| DOCUMENT SEGMENT |
▼

Is it possible to get information about index update times using performance_schema?
It seems like there are no instruments for stages that may reflect such information.
Even if there is something in performance_schema, it would be incomplete.
Non-UNIQUE secondary indexes are handled thus:
An INSERT starts.
Any UNIQUE indexes (including the PRIMARY KEY) are immediately checked for "dup key".
Other index changes are put into the "change buffer".
The INSERT returns to the client.
The Change Buffer is a portion of the buffer_pool (default: 25%) where such index modifications are held. Eventually, they will be batched up for updating the actual blocks of the index's BTree.
In a good situation, many index updates will be combined into very few read-modify-write steps to update a block. In a poor case, each index update requires a separate read and write.
The I/O for the change buffer is done 'in the background' as is the eventual write of any changes to data blocks. These cannot be realistically monitored in any way -- especially if there are different clients with different queries contributing to the same index or data blocks being updated.
Oh, meanwhile, any index lookups need to look both in the on-disk (or cached in buffer_pool) blocks and the change buffer. This makes an index lookup faster or slower, depending on various things unrelated to the operation in hand.
I have a table which already contains an index in MySQL. I added some rows to the table, do I need to re-index the table somehow or does MySQL do this for me automatically?
This would be done automatically. This is the reason, why sometimes we don't want to create indexes -- rebuilding of parts of indexes on inserting have small but not empty overhead in performance.
If you define an index in MySQL then it will always reflect the current state of the database unless you have deliberately disabled indexing. As soon as indexing is re-enabled, the index will be brought up to date. Usually indexing is only disabled during large insertions for performance reasons.
There is a cost associated with each index on your table. While a good index can speed up retrieval times immensely, every index you define slows insertion by a small amount. The insertion costs grow slowly with the size of the database. This is why you should only define indexes you absolutely need if you are going to be working on large sets of data.
If you want to see what indexes are defined, you can use SHOW CREATE TABLE to have a look at a particular table.
No, you didn't need to rebuild index.
Record insertion will automatically affect old index..
I am trying to grasp some performance differences between Cassandra and relational databases.
From what I have read, Cassandra's write performance remains constant regardless of data volume. By write performance, I am assuming this implies both new rows being added as well as existing rows being replaced on a key match (like an update in the relational world). Is that assumption correct?
Also, from what I understand about relational databases updates get slower when tables/partitions become larger. This is because a full table scan must be performed to locate the row, or an index lookup needs to be performed and both of these things will take longer as the table or partition grows. So updates take perpetually longer based on the data volume of the table/partition?

▲

| AIM OF THE EXERCISE |
In the database indexing text, what is the default portion of the buffer_pool allotted to the change buffer? The material that follows comes from a separate source and is unrelated to the database indexing text.

| DATA EXCERPT |
▼

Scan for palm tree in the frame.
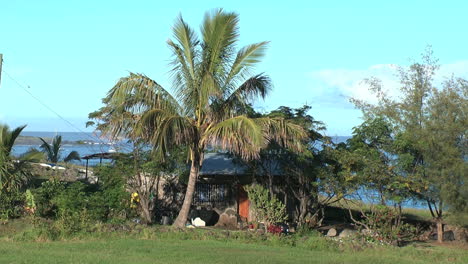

▲

| ANSWER TO THE PROBLEM |
25%